- **EXERCISE OBJECTIVE**
Write the records below out again exactly as given, with no images.

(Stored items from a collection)
^^^^^^^^
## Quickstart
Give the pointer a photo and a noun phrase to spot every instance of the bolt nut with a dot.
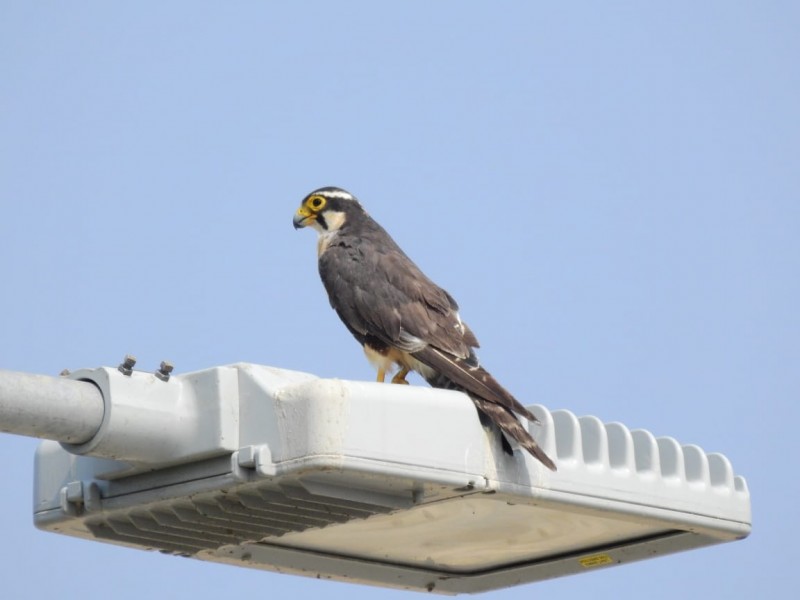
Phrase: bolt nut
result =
(126, 367)
(164, 370)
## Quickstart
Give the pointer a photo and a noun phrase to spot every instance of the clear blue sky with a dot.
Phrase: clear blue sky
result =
(610, 190)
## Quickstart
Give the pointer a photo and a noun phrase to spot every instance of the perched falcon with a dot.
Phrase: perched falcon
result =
(400, 316)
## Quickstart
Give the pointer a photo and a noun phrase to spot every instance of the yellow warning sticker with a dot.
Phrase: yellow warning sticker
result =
(595, 560)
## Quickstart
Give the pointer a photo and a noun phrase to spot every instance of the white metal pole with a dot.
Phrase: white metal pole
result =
(53, 408)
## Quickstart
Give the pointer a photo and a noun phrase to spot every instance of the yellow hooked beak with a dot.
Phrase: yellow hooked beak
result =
(303, 217)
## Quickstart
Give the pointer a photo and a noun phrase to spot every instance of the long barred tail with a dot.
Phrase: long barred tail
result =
(500, 416)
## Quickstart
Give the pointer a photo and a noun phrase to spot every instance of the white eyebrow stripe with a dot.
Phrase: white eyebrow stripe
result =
(336, 194)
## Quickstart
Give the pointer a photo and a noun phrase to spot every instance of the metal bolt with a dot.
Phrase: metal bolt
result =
(126, 367)
(164, 370)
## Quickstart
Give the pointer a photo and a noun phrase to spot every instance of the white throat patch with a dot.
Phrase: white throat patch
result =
(334, 220)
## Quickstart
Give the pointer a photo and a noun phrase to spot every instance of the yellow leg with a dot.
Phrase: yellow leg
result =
(400, 376)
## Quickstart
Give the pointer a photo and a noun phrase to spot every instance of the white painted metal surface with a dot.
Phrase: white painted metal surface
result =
(374, 483)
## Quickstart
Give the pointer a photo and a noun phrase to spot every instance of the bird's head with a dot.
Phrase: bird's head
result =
(326, 209)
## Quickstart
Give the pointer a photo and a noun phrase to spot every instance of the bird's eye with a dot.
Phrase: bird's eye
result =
(316, 202)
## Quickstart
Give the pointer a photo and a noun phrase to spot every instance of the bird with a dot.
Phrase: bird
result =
(402, 319)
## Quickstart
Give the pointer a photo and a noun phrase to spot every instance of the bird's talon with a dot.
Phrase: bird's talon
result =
(400, 377)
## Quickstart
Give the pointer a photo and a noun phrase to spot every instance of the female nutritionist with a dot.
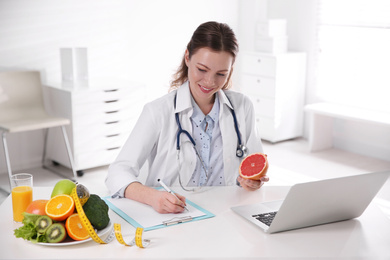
^^^^^^^^
- **EXPECTED ANSWER**
## Quickstart
Give the pointer a photo and a noun phrase to spot every instance of the bolt nut with a dot.
Phrase: bolt nut
result =
(126, 367)
(164, 370)
## Quickstart
Give the pointer a photo and a noun phrase to spot every instance of the clear blue sky with a dot.
Phrase: clear blue sky
result =
(610, 190)
## Quickstart
Give the pointer a photo and a noun phrase to spot every instance of the perched falcon with a dot.
Phrase: perched falcon
result =
(400, 316)
## Quickstart
Give the pointer a photo and a noun phrase to spot every instance of the yellow warning sticker with a dot.
Phrase: yellow warning sticker
result =
(595, 560)
## Quickstart
Give the pointer a photo and a noun phrase to spot every instance of the white metal pole with a dot.
Phrase: white metal pole
result =
(53, 408)
## Quickstart
Give the pointer a photo and a noun phrase to spot every instance of the yellow hooked beak with a dot.
Phrase: yellow hooked beak
result =
(303, 217)
## Quickstart
Give the pointer a photo and a noun phrase to spot every instance of the long barred tail with a dot.
Phrase: long barred tail
result =
(500, 416)
## Quickstart
Give the pointer a photo and a noun phrase to spot every instance of the white eyebrow stripe with a dot.
Phrase: white eyebrow stripe
result =
(336, 194)
## Quickstart
Give the pointer a photo and a noun phrase to spot every instance of the metal bolt with a dot.
Phrase: metal bolt
result =
(126, 367)
(164, 370)
## Quickstart
Give the pointer a photo and a noun phrase to spot every instance of the white throat patch with a dot.
Phrase: white throat patch
result =
(334, 220)
## Quickstart
Give the pointer a photo and a noun phrase to spot every instance of the yellow leg with a dot.
Phrase: yellow leg
result =
(400, 376)
## Quickstart
Give the pointer a photo and a noun phrase to spot every instance of the white painted metal surface with a dot.
Phrase: white painted metal surface
result =
(374, 483)
## Quickstart
Give the pointer a photo and a noun phrase to spot every instance of the bird's head with a dot.
Phrase: bird's head
result =
(326, 209)
## Quickstart
Give the pointer a photo and a noun phrase to spot every instance of the bird's eye with a dot.
Phrase: bird's eye
result =
(316, 202)
## Quickstart
Give the pointer a photo and a noun phrase to spot every instance of the bird with a dot.
Phrase: bird
result =
(402, 319)
## Quickstart
Give the pointer a photo and a noun phrase to spot every instance of the bird's talon with a dot.
Phrase: bird's talon
result =
(400, 377)
## Quickstart
Give the pointer a photo and a noun phrase to spot every instance of the female nutritionist with a dot.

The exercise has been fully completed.